Each line in these records that contains "below" counts once. Give the number only.

--- DATA TO EXAMINE ---

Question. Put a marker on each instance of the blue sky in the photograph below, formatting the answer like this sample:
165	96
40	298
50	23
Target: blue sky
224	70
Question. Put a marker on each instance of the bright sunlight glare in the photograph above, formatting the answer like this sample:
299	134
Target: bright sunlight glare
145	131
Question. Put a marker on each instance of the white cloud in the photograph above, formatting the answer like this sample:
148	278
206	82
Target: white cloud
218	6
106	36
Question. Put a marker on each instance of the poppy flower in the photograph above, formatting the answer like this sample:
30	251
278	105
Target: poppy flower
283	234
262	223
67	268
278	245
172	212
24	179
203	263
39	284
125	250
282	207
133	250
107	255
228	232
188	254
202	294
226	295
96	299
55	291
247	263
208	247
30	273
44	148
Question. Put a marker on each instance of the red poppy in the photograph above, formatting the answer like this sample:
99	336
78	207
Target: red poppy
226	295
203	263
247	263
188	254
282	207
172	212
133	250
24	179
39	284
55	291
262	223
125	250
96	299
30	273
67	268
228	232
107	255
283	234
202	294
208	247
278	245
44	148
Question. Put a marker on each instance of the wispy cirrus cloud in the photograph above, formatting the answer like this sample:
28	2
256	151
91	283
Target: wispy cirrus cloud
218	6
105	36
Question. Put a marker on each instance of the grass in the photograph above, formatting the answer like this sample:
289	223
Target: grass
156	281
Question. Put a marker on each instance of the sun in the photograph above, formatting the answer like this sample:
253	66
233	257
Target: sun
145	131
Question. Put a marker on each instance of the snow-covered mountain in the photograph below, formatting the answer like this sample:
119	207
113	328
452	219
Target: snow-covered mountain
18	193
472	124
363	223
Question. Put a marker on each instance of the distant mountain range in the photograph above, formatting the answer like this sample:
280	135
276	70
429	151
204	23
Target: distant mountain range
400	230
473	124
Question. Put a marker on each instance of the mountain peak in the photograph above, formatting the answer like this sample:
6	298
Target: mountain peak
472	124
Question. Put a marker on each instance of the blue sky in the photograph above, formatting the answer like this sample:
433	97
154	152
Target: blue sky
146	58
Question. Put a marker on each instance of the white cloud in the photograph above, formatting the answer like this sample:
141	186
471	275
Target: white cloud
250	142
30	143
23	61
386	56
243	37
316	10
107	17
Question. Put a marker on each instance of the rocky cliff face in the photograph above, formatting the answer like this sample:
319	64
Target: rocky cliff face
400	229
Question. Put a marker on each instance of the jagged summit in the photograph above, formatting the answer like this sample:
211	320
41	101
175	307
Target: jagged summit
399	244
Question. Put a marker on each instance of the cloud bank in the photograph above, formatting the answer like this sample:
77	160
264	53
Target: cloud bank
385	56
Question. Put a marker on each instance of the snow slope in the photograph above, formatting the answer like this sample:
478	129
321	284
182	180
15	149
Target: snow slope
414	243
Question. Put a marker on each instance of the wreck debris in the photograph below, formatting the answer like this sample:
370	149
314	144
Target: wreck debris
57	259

---

● SOLVED PROBLEM
3